Supplied records Start Marker

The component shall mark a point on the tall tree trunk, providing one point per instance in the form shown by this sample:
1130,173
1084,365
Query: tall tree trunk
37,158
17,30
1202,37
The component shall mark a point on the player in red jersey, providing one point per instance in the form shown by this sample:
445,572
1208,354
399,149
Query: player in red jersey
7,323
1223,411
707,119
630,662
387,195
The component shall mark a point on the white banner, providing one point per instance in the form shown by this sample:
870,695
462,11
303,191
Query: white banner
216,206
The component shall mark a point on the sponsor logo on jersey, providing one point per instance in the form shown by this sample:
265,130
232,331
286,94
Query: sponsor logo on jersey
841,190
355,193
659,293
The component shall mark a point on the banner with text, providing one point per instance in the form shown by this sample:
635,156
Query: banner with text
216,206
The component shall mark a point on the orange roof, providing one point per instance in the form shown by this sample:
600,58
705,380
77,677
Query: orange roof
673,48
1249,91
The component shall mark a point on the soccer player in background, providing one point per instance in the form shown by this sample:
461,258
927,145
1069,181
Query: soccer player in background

Supplied records End Marker
Supplied records Start Marker

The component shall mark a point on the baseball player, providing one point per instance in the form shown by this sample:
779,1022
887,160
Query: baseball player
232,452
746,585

Supplied records End Marker

- **Task statement**:
Once the line with "The component shall mark a point on the tall" is found in the records above, print exactly that line and every line after it through the line with "Query: soccer player in background".

- **Solution for this problem**:
The component shall mark a point on the tall tree trunk, providing one point per instance in the form shown by this sample:
1130,173
1084,365
Query: tall tree trunk
37,158
17,30
1202,37
The component shall mark a point on the player in red jersey, providing one point per instance in the form shown by this sample:
445,572
1208,354
399,149
Query: player in red jersey
7,323
1223,411
707,119
630,662
387,195
The component shall mark a point on the white banner, providing one point per instance in the form shown by this sample:
870,695
462,11
303,191
Query: white banner
216,206
The component shall mark a point on the sponsor logo on jersey, providing one point per instance in the form shown by this sample:
265,130
232,331
286,94
Query: sponsor logo on jersey
841,190
355,193
659,293
The component shall mark a point on the banner with text, providing one point per instance in the form shown by this sample:
635,156
Query: banner with text
216,206
The component shall mark a point on the orange roof, providing one point per instance in the form shown by this sample:
600,58
705,380
77,677
Query: orange roof
673,48
1249,91
The component shall mark a point on the soccer player in background, providing one point per instance in the form shown by this sample:
461,258
927,145
1069,181
Query: soccer player in background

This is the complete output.